━━━ EXCERPTED PASSAGE ━━━

Hubbell Trading Post
Cultural Landscape Report
NPS Logo

SITE HISTORY

PHYSIOGRAPHIC CONTEXT

The state of Arizona covers 113,956 square miles and is comprised of three distinct physiographic areas. The northern area is made up of the plateau and canyon regions, the central area includes the high mountain ranges that run in a northwest - southeast direction, and the southern area has low level river plains in the eastern portion and the Great Desert traversed by the Gila River in the west. [3] The Navajo land is all part of the Colorado Plateau, an intensely dissected rocky region of elevations that range from 3,500 feet above sea level to more than 10,000 feet. According to Kluckholn and Leighton, "variations in climate are connected more with altitude than with northern or southern positions. Altitude is the principal determinant of temperature and length of growing season, of rainfall and the character of the growing season." [4] They continue by stating that "although most of the Navaho area lies between 5,000 and 7,000 feet — one must, from the standpoint of livelihood, distinguish four types of topography and 3 distinct climates. Topographically there are flat alluvial valleys, broad rolling upland plains, rugged tablelands, and mountains." [5] "In roughly one-half of the total acreage (at lower elevations) a warm, arid "desert" climate prevails; perhaps two-fifths must be assigned to an intermediate "steppe" climate characterizing the middle elevations, the remainder is mountainous, with a cold subhumid climate. None of these situations is really favorable to agricultural production save where irrigation water is available." [6]

Pueblo Colorado Wash
Figure 4. Pueblo Colorado Wash just west of Hubbell Trading Post, 1993.

Additional natural constraints associated with agricultural land use include high summer temperatures, sub-zero winter weather, high winds, frequent sand storms, and high evaporation rates. While the recorded annual rainfall may appear average for some years, the "precipitation may have come too early or too late or in the form of snow or sudden downpours." [7] There are also droughts, usually two periods each year (April through June and October through December). There have been extensive droughts for every three to eight years over the past fifty years.

━━━ DATA TO EXAMINE ━━━

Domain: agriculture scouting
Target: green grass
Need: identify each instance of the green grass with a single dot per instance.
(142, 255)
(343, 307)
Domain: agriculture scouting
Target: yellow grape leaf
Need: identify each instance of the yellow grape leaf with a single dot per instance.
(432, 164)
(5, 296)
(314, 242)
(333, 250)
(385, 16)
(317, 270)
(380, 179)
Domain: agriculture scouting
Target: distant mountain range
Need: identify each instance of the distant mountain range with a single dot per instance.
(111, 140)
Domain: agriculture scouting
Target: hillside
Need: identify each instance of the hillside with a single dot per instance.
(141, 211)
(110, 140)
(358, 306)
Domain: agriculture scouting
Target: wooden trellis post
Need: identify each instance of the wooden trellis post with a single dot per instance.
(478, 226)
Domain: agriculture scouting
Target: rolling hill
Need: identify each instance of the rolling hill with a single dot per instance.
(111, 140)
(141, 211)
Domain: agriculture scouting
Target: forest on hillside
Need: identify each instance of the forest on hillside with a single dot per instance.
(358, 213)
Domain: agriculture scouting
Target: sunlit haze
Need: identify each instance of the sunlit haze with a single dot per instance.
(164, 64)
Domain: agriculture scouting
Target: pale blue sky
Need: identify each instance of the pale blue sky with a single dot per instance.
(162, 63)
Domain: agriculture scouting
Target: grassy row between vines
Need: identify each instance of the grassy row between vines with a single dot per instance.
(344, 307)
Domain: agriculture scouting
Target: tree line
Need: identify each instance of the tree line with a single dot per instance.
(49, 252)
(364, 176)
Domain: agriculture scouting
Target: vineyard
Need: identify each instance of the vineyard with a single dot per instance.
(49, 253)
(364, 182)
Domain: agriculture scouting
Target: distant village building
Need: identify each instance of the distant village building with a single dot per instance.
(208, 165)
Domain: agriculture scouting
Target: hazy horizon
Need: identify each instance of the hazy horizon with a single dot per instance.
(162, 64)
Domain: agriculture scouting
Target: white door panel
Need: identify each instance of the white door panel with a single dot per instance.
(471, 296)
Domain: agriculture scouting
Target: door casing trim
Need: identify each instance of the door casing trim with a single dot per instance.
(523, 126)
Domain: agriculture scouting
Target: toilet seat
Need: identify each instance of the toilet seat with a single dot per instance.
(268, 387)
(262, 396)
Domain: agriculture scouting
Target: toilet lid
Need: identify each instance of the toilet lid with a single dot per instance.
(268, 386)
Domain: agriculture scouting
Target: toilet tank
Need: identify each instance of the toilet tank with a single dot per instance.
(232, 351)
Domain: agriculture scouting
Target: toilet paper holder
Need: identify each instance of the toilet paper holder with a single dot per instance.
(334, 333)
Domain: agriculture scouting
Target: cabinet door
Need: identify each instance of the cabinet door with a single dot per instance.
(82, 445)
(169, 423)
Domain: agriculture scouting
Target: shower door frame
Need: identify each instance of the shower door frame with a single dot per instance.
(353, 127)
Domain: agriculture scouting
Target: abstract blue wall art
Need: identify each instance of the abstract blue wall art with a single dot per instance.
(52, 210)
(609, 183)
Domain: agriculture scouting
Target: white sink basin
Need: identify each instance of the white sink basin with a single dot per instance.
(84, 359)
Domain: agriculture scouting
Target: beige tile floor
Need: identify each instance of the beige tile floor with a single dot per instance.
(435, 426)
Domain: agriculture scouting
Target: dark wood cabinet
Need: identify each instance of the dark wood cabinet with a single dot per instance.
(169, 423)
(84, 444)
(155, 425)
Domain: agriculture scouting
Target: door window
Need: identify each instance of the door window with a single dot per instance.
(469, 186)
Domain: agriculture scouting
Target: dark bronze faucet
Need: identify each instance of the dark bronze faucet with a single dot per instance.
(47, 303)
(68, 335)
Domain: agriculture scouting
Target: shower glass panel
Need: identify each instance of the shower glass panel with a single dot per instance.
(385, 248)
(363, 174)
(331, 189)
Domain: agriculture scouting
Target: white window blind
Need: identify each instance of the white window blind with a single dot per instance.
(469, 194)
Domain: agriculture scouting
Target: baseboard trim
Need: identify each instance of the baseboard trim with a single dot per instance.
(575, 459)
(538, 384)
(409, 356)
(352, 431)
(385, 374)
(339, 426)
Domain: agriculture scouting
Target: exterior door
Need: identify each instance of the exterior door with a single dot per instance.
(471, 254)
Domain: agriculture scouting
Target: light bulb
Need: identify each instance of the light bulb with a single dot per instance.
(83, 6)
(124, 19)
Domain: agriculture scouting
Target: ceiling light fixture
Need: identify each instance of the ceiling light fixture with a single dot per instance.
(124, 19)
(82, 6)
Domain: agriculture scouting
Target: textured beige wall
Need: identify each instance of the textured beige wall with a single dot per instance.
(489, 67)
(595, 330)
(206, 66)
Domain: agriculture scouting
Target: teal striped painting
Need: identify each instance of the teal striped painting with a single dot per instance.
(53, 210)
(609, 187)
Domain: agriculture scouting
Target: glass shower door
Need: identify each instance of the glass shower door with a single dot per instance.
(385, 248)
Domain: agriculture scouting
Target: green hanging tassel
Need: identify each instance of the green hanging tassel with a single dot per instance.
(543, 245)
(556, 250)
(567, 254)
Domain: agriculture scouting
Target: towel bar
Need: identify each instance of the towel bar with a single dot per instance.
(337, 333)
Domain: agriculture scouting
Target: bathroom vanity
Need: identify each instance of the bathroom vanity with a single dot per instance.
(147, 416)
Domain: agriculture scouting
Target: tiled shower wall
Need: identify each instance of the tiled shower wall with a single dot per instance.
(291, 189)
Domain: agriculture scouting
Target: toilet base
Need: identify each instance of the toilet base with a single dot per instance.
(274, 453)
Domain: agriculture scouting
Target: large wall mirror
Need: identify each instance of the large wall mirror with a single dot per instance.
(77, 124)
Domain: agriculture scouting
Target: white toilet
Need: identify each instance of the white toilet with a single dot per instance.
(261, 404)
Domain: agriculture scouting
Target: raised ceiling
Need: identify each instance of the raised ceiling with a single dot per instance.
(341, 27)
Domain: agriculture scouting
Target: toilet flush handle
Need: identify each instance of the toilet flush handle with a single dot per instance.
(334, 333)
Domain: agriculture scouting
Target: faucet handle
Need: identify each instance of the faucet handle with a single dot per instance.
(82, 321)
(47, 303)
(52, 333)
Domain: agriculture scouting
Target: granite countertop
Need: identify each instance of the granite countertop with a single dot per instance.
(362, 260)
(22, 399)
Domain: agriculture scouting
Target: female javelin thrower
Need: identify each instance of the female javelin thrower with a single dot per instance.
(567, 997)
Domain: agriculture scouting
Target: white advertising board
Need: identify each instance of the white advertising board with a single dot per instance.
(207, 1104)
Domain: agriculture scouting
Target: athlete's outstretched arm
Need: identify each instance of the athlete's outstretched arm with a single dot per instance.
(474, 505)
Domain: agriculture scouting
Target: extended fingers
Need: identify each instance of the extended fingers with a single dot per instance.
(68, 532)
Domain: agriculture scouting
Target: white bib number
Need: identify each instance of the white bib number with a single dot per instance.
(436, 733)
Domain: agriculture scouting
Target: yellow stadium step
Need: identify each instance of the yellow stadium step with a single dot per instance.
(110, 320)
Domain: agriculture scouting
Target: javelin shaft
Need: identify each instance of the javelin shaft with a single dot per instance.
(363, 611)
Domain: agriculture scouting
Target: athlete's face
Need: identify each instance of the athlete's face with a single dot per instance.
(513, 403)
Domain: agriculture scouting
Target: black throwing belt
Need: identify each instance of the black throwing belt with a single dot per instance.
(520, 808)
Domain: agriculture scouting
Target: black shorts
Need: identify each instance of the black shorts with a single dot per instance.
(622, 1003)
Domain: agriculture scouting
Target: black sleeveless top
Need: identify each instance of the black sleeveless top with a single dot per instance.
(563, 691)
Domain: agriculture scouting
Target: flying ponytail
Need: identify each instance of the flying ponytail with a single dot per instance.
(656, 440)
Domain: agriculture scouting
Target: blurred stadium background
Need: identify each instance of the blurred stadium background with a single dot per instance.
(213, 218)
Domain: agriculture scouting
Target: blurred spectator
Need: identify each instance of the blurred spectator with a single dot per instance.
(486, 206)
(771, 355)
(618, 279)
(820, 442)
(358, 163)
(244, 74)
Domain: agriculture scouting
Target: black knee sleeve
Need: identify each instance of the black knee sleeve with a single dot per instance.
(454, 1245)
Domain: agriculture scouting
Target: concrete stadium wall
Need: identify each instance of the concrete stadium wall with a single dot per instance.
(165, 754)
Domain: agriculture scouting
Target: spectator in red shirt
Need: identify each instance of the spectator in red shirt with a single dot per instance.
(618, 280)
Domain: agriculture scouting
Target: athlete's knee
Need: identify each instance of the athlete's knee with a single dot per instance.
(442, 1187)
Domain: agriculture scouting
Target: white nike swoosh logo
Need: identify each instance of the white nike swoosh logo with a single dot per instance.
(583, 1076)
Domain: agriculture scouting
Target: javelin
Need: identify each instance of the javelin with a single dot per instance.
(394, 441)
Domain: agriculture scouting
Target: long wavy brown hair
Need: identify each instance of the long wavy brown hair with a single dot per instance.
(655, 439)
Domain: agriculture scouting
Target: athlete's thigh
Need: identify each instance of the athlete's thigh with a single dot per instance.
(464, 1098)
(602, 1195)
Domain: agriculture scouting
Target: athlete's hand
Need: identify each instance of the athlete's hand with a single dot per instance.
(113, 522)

━━━

- **ABOUT THIS TASK**: According to the physiographic context section, what four types of topography must be distinguished in the Navajo area from the standpoint of livelihood? The rows play no part in this task.

- **OUTPUT OF THE EXERCISE**:
- Flat alluvial valleys
- Broad rolling upland plains
- Rugged tablelands
- Mountains